▶ **CONSIGNE**
Restituez à l'identique le passage de l'article sur les cartes postales sexistes qui commence par « Ces cartes postales vous » et se poursuit jusqu'à « ces cartes postales. ».

:: TEXTE SOURCE

La culture du viol, sous le soleil exactement

Ces cartes postales vous les connaissez toutes et tous, images sexy pour certain.e.s ou objets sexistes pour d’autres, elles sont en vente dans la plupart des magasins de souvenirs et des librairies des zones touristiques. Femmes solidaires est à l’initiative d’une campagne estivale dénonçant la vente de ces cartes postales.

Difficile de les trouver à Paris ou Lyon où elles sont quasi inexistantes. Elles pullulent toutefois dans les villes de Bretagne et des Bouches-du-Rhône, même les plus chics. Cet été, l’association Femmes solidaires, présente dans 190 villes de France, a lancé une campagne nationale pour dénoncer l’impression et la vente de cartes postales sexistes, souvent grossophobes et parfois même racistes. Selon l’association féministe d’éducation populaire, « elles concourent à la “culture du viol” qui impose une image dégradante des femmes, et participent à légitimer et banaliser les violences faites aux femmes ».

::::
:: DONNÉES AFFICHÉES

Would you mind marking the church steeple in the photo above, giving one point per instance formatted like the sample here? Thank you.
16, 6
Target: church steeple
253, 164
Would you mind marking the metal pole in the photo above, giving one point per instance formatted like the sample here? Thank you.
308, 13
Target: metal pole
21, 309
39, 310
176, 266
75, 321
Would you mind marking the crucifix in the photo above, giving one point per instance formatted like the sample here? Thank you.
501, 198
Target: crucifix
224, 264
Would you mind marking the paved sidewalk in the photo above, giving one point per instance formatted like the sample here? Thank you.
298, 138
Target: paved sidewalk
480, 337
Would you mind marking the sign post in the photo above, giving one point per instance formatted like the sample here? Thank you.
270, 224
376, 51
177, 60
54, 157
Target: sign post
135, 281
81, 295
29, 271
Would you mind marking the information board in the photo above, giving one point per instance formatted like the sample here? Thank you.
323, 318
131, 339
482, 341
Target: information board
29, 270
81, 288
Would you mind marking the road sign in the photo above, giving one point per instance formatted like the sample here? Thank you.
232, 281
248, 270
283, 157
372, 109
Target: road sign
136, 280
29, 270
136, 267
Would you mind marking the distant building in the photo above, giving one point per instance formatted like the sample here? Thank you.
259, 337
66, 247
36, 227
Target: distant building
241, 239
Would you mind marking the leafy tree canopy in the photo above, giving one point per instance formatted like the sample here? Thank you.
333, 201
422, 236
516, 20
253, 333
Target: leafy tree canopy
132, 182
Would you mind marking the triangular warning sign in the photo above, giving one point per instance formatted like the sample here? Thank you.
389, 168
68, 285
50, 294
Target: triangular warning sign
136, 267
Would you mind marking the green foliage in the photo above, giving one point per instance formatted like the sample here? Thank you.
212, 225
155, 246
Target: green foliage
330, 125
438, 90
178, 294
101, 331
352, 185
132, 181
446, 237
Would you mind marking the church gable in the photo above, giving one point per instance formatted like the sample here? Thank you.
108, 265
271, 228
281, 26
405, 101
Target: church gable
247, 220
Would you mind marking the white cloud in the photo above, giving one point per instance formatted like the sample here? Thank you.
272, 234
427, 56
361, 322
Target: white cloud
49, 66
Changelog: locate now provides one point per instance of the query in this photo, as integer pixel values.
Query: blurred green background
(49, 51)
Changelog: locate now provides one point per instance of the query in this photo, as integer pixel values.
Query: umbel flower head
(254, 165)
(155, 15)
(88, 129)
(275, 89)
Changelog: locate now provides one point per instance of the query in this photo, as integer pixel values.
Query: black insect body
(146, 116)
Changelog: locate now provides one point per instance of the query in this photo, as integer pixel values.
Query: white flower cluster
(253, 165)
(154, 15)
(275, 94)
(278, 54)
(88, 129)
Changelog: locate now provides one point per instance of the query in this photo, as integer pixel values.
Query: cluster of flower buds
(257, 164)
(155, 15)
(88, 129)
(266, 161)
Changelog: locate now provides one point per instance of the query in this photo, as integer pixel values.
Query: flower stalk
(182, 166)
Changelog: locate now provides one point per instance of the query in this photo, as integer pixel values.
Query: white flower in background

::::

▶ **RÉPONSE ATTENDUE**
Ces cartes postales vous les connaissez toutes et tous, images sexy pour certain.e.s ou objets sexistes pour d’autres, elles sont en vente dans la plupart des magasins de souvenirs et des librairies des zones touristiques. Femmes solidaires est à l’initiative d’une campagne estivale dénonçant la vente de ces cartes postales.